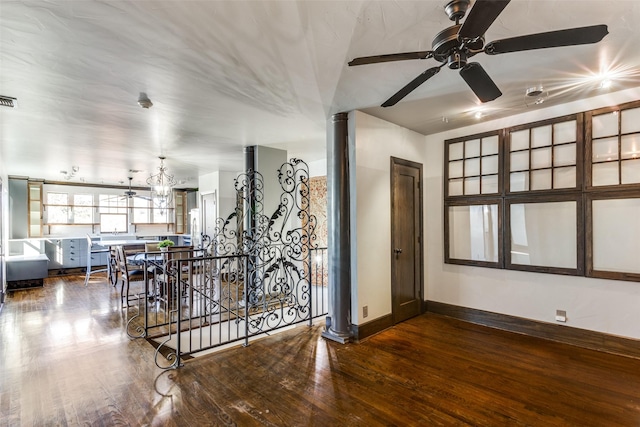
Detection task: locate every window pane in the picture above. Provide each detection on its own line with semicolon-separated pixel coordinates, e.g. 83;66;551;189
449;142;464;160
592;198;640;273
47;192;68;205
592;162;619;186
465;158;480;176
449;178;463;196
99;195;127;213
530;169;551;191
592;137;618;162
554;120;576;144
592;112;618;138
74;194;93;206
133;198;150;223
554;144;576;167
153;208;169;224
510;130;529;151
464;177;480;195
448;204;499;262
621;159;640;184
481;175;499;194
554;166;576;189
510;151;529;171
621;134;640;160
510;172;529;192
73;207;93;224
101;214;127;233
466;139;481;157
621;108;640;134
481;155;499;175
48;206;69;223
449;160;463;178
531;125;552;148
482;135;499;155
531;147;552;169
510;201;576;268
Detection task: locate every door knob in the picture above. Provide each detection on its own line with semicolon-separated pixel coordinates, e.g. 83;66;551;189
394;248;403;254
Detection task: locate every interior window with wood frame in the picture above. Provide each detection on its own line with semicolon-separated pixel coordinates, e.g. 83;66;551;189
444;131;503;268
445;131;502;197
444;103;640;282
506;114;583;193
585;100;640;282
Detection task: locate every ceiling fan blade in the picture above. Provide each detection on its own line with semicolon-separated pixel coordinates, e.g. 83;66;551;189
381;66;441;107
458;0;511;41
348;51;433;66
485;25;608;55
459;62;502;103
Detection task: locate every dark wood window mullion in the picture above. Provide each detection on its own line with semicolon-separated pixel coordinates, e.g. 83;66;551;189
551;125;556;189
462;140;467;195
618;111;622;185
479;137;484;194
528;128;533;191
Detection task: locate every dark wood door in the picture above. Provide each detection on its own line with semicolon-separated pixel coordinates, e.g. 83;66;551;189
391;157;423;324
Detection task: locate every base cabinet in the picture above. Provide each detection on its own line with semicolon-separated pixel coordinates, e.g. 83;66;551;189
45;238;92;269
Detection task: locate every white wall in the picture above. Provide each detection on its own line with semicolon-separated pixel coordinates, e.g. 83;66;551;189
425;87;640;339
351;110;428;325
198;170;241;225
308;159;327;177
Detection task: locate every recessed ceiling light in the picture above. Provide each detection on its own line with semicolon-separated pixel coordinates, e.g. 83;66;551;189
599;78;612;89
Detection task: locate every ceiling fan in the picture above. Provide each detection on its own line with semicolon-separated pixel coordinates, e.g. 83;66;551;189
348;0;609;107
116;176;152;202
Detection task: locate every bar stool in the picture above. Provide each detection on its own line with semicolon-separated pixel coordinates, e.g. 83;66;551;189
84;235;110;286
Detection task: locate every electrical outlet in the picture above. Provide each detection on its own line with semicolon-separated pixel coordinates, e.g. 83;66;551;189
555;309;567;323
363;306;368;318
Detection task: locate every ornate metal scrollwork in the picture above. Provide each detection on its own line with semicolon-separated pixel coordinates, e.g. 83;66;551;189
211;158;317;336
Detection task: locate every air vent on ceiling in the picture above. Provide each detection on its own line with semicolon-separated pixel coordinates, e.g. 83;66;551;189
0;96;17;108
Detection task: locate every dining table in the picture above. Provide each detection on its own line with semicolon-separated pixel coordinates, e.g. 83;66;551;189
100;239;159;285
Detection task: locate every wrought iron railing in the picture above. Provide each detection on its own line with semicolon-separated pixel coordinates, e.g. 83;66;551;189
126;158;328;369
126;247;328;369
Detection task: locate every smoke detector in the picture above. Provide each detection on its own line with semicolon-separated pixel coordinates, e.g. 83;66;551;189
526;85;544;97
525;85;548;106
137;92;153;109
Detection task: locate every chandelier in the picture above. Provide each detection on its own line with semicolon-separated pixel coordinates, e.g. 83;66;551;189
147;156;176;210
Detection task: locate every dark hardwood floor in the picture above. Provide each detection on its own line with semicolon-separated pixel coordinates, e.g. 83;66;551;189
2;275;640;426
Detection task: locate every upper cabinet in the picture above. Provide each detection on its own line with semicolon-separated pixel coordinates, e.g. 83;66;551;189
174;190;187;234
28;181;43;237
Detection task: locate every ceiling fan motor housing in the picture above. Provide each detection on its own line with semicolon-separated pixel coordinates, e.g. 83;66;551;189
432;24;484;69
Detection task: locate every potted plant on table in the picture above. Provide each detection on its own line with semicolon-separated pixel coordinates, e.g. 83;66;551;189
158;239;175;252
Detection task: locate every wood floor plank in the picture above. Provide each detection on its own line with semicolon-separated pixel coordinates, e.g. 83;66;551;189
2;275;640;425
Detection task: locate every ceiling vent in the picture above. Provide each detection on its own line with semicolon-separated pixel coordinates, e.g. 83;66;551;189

Assignment
Copy each line of the records above without change, but do not include any picture.

Answer for this exercise
Detection task: locate every window pane in the picture above. Provide each detection on its own line with semicolon-separated pixel coordinates, e.g. 83;66;551;189
449;142;464;160
592;198;640;273
47;192;68;205
592;162;619;186
465;158;480;176
449;178;463;196
99;195;127;213
530;169;551;191
592;137;618;162
554;120;576;144
592;112;618;138
74;194;93;206
133;198;150;223
554;144;576;167
153;208;169;224
510;130;529;151
464;177;480;195
448;204;499;262
621;159;640;184
481;175;499;194
554;166;576;189
510;151;529;171
621;134;640;160
510;172;529;192
73;207;93;224
101;214;127;233
466;139;481;157
621;108;640;134
481;155;499;175
48;206;69;223
449;160;463;178
531;125;552;148
482;135;499;155
531;147;552;169
510;201;576;268
Detection task: locate every door knob in the picture above. Provide each detection on its own line with semicolon-separated pixel coordinates, e.g. 83;66;551;189
394;248;403;254
Detection task: locate every interior window with wood frame in the picture above. Provide each detection on its own line with semicolon-separated pixel coordinates, e.g. 83;66;551;189
444;131;503;268
445;131;502;197
444;103;640;282
506;114;583;193
585;100;640;282
Detection task: locate every ceiling fan blade in the picture above. Provide each detection on its own line with semicolon-separated pixel coordinates, e.g. 83;66;551;189
381;66;441;107
458;0;511;41
348;51;433;66
485;25;608;55
459;62;502;103
Detection task: locate every dark wood window mullion in the picture above. Provide each detection on its own line with semicolon-separated pixel coordinates, e.g. 83;66;551;189
551;125;556;189
462;140;467;195
618;111;622;185
479;137;484;194
528;128;533;191
Detection task: locate every dark wood door in the picture above. Provide each detection on its own line with semicolon-separated pixel coordinates, e.g. 83;66;551;189
391;157;423;324
Detection task: locate every base cabinet in the picture above. Provide each detection on its own line with semicolon-separated pixel coordinates, e.g. 83;66;551;189
45;238;92;269
Detection task: locate every white wall in the picture above. Provide each detection on its own line with semicolon-separated pixel coordinates, e.g. 83;66;551;189
425;87;640;339
351;110;428;325
198;170;241;225
308;159;327;177
Detection task: locate every recessed ceiling light in the picture above. Provide each detection on its own line with semicolon-separated pixel coordinates, e.g. 83;66;551;189
599;78;612;89
Detection task: locate every ceiling fan in the picture above. Provide each detection on its own line with semicolon-separated pixel coordinates, e.g. 83;66;551;189
348;0;609;107
116;176;152;202
Detection task: locate every bar stool in the picture above. Provide each detection on its own line with semicolon-separated pixel coordinates, e.g. 83;66;551;189
84;235;110;286
Detection task: locate every electrical outlet in the picture above. Provide each detection on its own line with semicolon-separated pixel coordinates, e.g. 83;66;551;189
555;309;567;323
363;306;368;318
Detection task: locate every ornate metal scrollwork in the picture above. Provide each detection on its own line with semicolon-separated pixel coordinates, e.g. 83;66;551;189
211;158;317;336
Detection task: locate every air vent on ceiling in the picture above. Provide each detection on its own line with semicolon-separated pixel coordinates, e.g. 83;66;551;189
0;96;17;108
Detection task: locate every dining table in the picture above. Provide each detection on its own line with semicolon-separated pixel coordinates, e.g. 83;66;551;189
100;239;159;285
Detection task: locate every wrought iron railing in the picture above. Provide each detection on its own line with semicolon-separated pixel coordinates, e.g. 83;66;551;189
126;158;328;369
126;247;328;369
Detection task: locate every smoke detector in the picture above. Provide each detection on its own line with semicolon-separated pixel coordinates, e.g. 83;66;551;189
526;85;544;97
525;85;548;106
137;92;153;109
Detection task: locate every chandelier in the picture above. Provide each detection on its own line with semicolon-separated pixel coordinates, e.g. 83;66;551;189
147;156;176;210
Detection task: locate every dark hardwood floor in the picture above. Provide each detection on its own line with semicolon-separated pixel coordinates, e.g. 83;66;551;189
2;275;640;426
Detection task: locate every upper cabinet in the picture above. Provide each detection on its own line with semicolon-separated pixel coordinates, e.g. 83;66;551;189
174;190;187;234
28;181;43;237
Detection task: locate every ceiling fan motor housing in the picture above. Provide each detection on its own line with semicolon-separated pixel coordinates, e.g. 83;66;551;189
432;24;484;69
Detection task: locate every potted plant on table in the picture above. Provide each detection on its own line with semicolon-separated pixel coordinates, e.g. 83;66;551;189
158;239;175;252
Detection task: locate every wood floor plank in the picture above. Provide each detection on its own line with semicolon-separated pixel coordinates, e.g. 83;66;551;189
2;275;640;425
Detection task: locate every ceiling vent in the picture above. Provide each detection on its own line with semicolon-separated pixel coordinates, e.g. 83;66;551;189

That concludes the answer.